**Information shown:**
__________
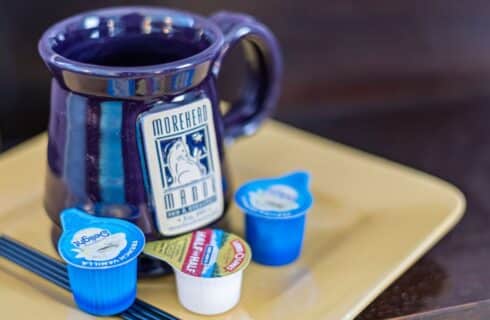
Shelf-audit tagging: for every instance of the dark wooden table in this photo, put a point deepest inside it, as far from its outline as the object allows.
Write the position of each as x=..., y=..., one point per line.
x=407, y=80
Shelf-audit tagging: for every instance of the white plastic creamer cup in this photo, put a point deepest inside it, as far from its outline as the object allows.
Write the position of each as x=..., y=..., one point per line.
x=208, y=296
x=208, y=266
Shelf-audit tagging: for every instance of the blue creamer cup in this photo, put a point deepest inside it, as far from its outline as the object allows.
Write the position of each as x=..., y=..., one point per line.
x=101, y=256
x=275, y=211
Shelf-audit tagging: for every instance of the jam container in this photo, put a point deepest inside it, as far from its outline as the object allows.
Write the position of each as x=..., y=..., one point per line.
__________
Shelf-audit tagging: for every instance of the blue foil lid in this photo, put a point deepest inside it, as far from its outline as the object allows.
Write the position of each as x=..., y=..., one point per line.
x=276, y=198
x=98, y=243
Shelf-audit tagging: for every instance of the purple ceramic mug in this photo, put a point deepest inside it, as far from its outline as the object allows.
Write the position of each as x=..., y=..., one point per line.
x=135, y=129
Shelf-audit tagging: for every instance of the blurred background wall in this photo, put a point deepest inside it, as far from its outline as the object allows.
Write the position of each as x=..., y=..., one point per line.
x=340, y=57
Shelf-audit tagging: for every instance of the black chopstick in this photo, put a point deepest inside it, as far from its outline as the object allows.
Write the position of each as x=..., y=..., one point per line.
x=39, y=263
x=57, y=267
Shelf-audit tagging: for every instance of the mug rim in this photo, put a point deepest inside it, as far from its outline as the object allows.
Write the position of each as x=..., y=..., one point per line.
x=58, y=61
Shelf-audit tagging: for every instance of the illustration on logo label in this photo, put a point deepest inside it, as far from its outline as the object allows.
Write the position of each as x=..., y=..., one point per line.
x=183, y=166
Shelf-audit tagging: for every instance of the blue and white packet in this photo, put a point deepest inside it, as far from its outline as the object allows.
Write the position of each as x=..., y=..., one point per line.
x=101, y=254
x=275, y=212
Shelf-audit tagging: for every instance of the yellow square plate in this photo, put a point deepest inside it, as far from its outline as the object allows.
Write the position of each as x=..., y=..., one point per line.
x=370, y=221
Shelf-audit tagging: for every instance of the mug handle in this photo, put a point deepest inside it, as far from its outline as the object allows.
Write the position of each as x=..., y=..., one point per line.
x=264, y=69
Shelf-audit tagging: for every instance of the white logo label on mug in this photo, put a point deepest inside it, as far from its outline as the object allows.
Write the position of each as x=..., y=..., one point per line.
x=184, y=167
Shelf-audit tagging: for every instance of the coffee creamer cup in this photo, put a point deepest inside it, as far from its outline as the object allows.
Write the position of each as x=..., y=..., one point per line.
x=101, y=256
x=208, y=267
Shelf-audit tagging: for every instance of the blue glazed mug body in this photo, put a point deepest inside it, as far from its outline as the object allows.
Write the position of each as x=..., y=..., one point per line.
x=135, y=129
__________
**Work required:**
Search the entries for the string "creamer" and copy each line where it occurs.

**Expected output:**
Shelf-audit tagging: for every instance of the white plastic creamer cup in this photo, put a point deepest inside it, as far from its outline as the object allows.
Shelf-audit tagging: for every instance of the blue creamer cup in this photo, put a point deepest inside it, as far from its outline as the object allows.
Shelf-audit tagging: for every instance of the coffee creamer cup in this photo, put a point deepest inside it, as far from its outline as the object allows.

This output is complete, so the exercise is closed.